# START OF DATA FOR THIS TASK
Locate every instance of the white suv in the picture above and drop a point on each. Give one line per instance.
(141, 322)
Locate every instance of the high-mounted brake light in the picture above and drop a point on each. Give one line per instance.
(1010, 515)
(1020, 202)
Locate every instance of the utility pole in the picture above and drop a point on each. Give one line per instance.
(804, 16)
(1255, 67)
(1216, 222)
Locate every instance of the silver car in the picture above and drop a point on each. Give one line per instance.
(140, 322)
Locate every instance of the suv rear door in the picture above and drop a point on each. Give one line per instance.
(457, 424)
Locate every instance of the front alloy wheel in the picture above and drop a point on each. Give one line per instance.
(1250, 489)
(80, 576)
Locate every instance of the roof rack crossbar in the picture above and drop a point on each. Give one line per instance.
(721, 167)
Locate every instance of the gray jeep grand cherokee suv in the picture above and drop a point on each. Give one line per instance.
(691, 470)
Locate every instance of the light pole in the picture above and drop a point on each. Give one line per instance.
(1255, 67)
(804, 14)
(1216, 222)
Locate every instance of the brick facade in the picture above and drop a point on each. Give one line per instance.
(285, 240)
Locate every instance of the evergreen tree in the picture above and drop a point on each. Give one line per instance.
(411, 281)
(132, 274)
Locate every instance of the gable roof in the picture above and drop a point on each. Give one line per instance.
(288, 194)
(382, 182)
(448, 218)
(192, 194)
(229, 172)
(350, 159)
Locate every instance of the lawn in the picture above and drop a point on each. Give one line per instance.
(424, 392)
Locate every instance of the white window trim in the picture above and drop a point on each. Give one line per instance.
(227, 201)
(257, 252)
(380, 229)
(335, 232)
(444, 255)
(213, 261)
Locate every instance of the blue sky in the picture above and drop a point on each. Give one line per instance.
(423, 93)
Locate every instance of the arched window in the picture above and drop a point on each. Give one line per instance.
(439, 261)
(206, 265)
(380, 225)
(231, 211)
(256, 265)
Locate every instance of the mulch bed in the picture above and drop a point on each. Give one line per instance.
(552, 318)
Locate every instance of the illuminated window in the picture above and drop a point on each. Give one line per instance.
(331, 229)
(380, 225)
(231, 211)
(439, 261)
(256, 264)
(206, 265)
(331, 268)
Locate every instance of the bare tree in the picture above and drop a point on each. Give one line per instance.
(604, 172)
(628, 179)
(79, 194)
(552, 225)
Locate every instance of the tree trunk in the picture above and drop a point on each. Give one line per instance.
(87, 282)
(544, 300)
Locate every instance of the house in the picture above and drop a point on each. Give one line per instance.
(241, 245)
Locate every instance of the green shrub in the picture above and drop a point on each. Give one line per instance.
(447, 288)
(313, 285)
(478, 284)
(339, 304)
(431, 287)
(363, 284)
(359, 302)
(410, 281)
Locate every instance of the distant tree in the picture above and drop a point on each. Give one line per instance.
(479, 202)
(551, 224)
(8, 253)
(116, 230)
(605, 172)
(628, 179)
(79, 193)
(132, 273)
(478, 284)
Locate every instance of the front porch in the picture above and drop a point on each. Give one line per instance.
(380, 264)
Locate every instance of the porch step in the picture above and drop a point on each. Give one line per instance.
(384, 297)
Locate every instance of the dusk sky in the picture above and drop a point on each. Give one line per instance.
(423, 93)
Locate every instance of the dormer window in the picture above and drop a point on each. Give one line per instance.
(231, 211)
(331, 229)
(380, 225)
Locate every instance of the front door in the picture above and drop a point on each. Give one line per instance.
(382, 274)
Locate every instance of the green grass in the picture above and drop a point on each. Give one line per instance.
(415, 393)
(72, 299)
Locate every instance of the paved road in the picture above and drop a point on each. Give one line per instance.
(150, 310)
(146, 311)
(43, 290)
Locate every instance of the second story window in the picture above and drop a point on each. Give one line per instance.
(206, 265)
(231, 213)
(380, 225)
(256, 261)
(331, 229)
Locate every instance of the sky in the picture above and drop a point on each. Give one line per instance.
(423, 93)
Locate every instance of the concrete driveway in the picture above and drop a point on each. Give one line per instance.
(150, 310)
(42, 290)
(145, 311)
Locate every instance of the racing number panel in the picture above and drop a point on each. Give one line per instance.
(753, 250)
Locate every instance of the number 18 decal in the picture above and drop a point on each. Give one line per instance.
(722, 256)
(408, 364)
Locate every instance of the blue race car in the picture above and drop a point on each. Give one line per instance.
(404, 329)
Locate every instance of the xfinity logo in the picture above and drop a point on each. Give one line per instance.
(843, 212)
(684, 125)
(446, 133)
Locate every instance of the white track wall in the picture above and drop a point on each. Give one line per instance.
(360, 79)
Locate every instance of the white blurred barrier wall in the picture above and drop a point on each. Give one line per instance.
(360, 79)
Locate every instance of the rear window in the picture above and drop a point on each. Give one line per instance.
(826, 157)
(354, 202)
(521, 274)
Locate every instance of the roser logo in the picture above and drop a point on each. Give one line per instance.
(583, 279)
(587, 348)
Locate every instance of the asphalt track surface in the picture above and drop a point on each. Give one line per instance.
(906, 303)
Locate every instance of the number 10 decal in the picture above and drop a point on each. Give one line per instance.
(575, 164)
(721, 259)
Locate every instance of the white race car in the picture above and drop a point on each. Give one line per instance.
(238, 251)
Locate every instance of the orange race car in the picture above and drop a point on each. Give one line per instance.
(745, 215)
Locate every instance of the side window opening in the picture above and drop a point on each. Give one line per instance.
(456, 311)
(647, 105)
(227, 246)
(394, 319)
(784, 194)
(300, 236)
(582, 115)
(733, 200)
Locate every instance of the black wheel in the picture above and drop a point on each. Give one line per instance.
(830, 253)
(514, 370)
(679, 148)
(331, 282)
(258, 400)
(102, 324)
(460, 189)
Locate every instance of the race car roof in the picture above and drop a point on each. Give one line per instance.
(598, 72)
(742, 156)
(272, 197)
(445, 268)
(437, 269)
# END OF DATA FOR THIS TASK
**WHAT THIS TASK INVOLVES:** Copy out all the items above with "drop a point on each" swapped for "place a marker on each" wherever it occurs, keeping everything else the same.

**RESPONSE FOR THIS EXERCISE:**
Locate every instance of the white suv in the picture above and place a marker on each. Give one line per instance.
(141, 322)
Locate every instance of the high-mounted brake light in the picture above and place a marker on each. Give one line per instance.
(1010, 515)
(1020, 202)
Locate every instance of the utility pole in the picture above and place a marker on each. Give one line per instance.
(804, 16)
(1255, 67)
(1216, 222)
Locate every instance of the silver car in the picture above and place a marker on each. Give one line per instance.
(140, 322)
Locate every instance of the suv rear door in the picture above and place a marker on each. Give one line per instance.
(457, 424)
Locate every instance of the front alloy wheel in the picture above and place a marker on each. Give one line per instance.
(1250, 489)
(80, 576)
Locate every instance of the roof rack crossbar in the picture above and place a marker on each. Give one line per instance.
(721, 167)
Locate every instance of the gray jeep grand cherokee suv in the picture above and place a marker on each. Give one line per instance.
(691, 470)
Locate every instance of the light pole in the picture above and place a marker on each. Give one line per instance.
(1255, 67)
(804, 14)
(1216, 222)
Locate every instance of the brick facade in the picture above and place a marker on each. Give one line per instance.
(285, 240)
Locate every instance of the evergreen tree in the picture above and place a marker on each. Give one line per instance.
(411, 281)
(132, 274)
Locate every instance of the gable roof in the picture above and place a marker on each. Give one line per instance.
(288, 194)
(382, 182)
(448, 218)
(192, 194)
(229, 172)
(350, 159)
Locate every instance of the lawn in the picture above and place a marker on each. Give one line per instance.
(424, 392)
Locate every instance of the white window trim in the picture above and place a marker on each. Give one line per instance.
(227, 201)
(257, 252)
(380, 229)
(335, 232)
(444, 255)
(213, 261)
Locate every instance of the blue sky in the picture above and place a marker on each. Give one line per instance.
(423, 93)
Locate every instance of the arched window in the picture above and place a marker on each. Give one line per instance.
(439, 261)
(206, 265)
(380, 225)
(231, 211)
(256, 265)
Locate every instance of the mulch bed in the picture above and place a marker on each. Give one line per instance.
(552, 318)
Locate every instance of the illuminated window in the picture above and place a marker on each. Give one line per instance.
(331, 229)
(380, 225)
(231, 211)
(439, 261)
(256, 264)
(206, 265)
(331, 268)
Locate every instance of the bare tree in the picture above and place a marker on each. Give one line per instance.
(604, 172)
(628, 179)
(79, 194)
(552, 225)
Locate every instance of the tree trunk in the picture above and place a marker on each. Give one line per instance.
(87, 282)
(544, 300)
Locate every instance of the house in the picture above and place a marker on each. Give one line per instance.
(241, 245)
Locate every instance of the green shrub in the picture above and place a marker on each. Give one line per instance.
(447, 288)
(313, 285)
(478, 284)
(339, 304)
(431, 287)
(363, 284)
(359, 302)
(410, 281)
Locate every instance of the distant tree in the picture above and place a marker on each. Give one line per instance.
(479, 202)
(551, 224)
(8, 253)
(116, 230)
(605, 172)
(628, 179)
(79, 193)
(132, 273)
(478, 284)
Locate every instance of the front porch in the picture above and place a marker on each. Give one line per instance.
(380, 264)
Locate every instance of the porch step in the picture above and place a marker on each. Give one line per instance.
(384, 297)
Locate every instance of the dusk sky in the picture above and place a marker on each. Give one line per instance.
(423, 93)
Locate every instance of the dormer window in the picture above and place a marker on each. Give one line per instance.
(231, 211)
(331, 229)
(380, 225)
Locate every instance of the front door in the picture above and place a marker on each. Give one line per instance.
(382, 274)
Locate every instance of the green grass in the picture above and place a marker on each. Give one line per instance.
(415, 393)
(72, 299)
Locate every instance of the paved road in the picture above and place a marker on each. Give one line per instance.
(150, 310)
(146, 311)
(43, 290)
Locate every instance of the second story window in the picture above and place a marker on each. Give one line per instance.
(206, 265)
(231, 213)
(380, 225)
(256, 261)
(331, 229)
Locate every instance of the sky in the picture above and place a marker on each. Give one line per instance.
(423, 93)
Locate every instance of the concrete driveway in the picture above and place a marker on each. Give one line per instance.
(150, 310)
(42, 290)
(145, 311)
Locate every instance of the racing number panel in the picture above and place a marker on each. Give one line per instance.
(753, 250)
Locate every instance of the number 18 decal in the picture above and place a marker on each. Give one line per instance.
(722, 256)
(408, 364)
Locate every instance of the blue race car in the picture above and place a marker on each. Give one line per instance.
(404, 329)
Locate every instance of the xfinity logo in the picture above and place a marker on each. Give one line per instance.
(843, 212)
(684, 125)
(446, 133)
Locate every instance of the white track wall in the picture above and place a marker on each. Give one line per instance.
(360, 79)
Locate every instance of the white blurred barrier wall in the picture above and place a marker on each. Give one line per instance.
(360, 79)
Locate every instance of the rear window in the picture above and place a marker on each. Give one line per instance.
(826, 157)
(354, 202)
(521, 274)
Locate every instance of the roser logo in the picture above and place a marker on each. Give one line per instance.
(583, 279)
(587, 348)
Locate every instance of the asphalt track surface in the picture above and place a marker on each. Give one line per instance.
(906, 303)
Locate every instance of the number 10 decal in the picture above and place a marker on each. Give one line per instance.
(575, 164)
(721, 259)
Locate every instance of the white race car in the picture above and place a marker on each. Give one line per instance.
(238, 251)
Locate every instance of the orange race car in the picture above and place a marker on each. Give one line per instance.
(745, 215)
Locate every instance of the side window opening in the picture above and place a marker on each. Give one line per instance.
(456, 311)
(647, 105)
(227, 246)
(394, 319)
(784, 194)
(300, 236)
(582, 115)
(733, 200)
Locate every instance of the black wheel in the picture above and place a marker on each. Give one line per instance.
(830, 253)
(514, 370)
(679, 148)
(331, 282)
(258, 400)
(102, 324)
(460, 189)
Locate every instance of the race car roof in the picture above and place a marker on each. Give one line per instance.
(598, 72)
(742, 156)
(272, 197)
(445, 268)
(437, 269)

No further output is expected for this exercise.